**Task description**. The result should be an exact copy of the entries below, free of pictures.

=== Supplied data ===

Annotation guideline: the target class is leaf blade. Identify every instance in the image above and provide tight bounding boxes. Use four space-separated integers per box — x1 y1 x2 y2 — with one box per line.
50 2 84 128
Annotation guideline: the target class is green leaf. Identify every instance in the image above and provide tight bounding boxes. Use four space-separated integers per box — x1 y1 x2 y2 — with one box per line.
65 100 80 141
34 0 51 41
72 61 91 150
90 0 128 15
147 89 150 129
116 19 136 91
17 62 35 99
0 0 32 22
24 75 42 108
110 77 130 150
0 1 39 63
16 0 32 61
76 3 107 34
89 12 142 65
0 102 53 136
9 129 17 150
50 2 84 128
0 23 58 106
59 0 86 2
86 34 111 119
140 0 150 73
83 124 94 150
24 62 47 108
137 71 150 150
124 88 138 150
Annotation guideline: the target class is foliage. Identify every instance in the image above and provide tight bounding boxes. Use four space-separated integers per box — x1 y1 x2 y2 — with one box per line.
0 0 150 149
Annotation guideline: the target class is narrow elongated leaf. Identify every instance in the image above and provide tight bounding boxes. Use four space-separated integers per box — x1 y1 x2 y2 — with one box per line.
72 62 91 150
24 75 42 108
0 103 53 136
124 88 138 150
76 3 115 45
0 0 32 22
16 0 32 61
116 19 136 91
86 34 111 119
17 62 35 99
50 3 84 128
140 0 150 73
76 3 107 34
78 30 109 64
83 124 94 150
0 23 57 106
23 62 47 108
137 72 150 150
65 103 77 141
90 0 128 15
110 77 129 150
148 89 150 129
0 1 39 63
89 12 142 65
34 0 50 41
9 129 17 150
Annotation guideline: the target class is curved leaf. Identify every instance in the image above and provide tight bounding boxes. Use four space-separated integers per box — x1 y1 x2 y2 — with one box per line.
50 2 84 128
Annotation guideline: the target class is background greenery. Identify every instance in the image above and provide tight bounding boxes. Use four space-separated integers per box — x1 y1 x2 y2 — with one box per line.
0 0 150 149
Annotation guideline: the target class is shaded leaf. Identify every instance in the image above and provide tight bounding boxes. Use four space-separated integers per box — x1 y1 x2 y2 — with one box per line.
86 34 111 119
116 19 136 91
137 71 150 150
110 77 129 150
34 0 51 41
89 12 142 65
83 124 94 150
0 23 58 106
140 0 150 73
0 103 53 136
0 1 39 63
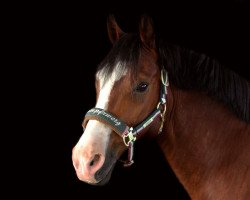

===

**Exercise output**.
Annotation guideline: the target class is leaf blade. Identify every instance in the image above and provide tight bounding boxes. Use four space-separated integers per box — x1 y1 x2 y2 — with one box per line.
50 2 84 128
Annotation guideline: the target class is green leaf. Identify every instance in the image above and provide tight bounding boxes. Use four space-separated integers per box — x1 y1 x2 y2 — with one box per line.
65 100 80 141
34 0 51 41
72 61 91 150
90 0 128 15
147 89 150 129
116 19 136 91
17 62 35 99
0 0 32 22
24 75 42 108
110 77 130 150
0 1 39 63
16 0 32 61
76 3 107 34
89 12 142 65
0 102 53 136
9 129 17 150
50 2 84 128
0 23 58 106
59 0 86 2
86 34 111 119
140 0 150 73
83 124 94 150
24 62 47 108
137 71 150 150
124 88 138 150
Annotation guideline: the target class is foliage. Identify every instance in the image above and provide tight bounding boxes. Use four space-separated integers per box — x1 y1 x2 y2 — with one box per line.
0 0 150 149
Annotation guideline: the target class is narrow elongated leaf. Identify every instance in the image above and provide tight bounding boxes. Use four space-separated integers per box — x1 y1 x2 y2 — with one box per line.
72 62 91 150
24 75 42 108
0 103 53 136
124 88 138 150
76 3 115 45
0 0 32 22
16 0 32 61
116 19 136 91
86 34 111 119
17 62 35 99
50 3 84 128
140 0 150 73
76 3 107 34
78 30 109 64
83 124 94 150
0 23 57 106
23 62 47 108
137 72 150 150
65 103 77 141
90 0 128 15
110 77 129 150
148 89 150 129
0 1 39 63
89 12 142 65
34 0 50 41
9 129 17 150
Annotation guideline: the target class is curved leaf. Identify every instance in the image above and provide tight bounding boxes. Use four space-separated integers per box — x1 y1 x2 y2 — with one box per line.
50 2 84 128
Annotation guideline: the target class is background greenery. Identify every instance in the image above and provide tight bounding boxes. Use four space-separated integers per box — x1 y1 x2 y2 — with one box per line.
0 0 150 149
Annotation guideline: the target class is shaded leaf. Identify every instance in the image above and provide tight bounding boxes. Use four space-separated integers per box — x1 y1 x2 y2 — with one box per line.
86 34 111 119
116 19 136 91
137 71 150 150
110 77 129 150
34 0 51 41
89 12 142 65
83 124 94 150
0 23 58 106
140 0 150 73
0 103 53 136
0 1 39 63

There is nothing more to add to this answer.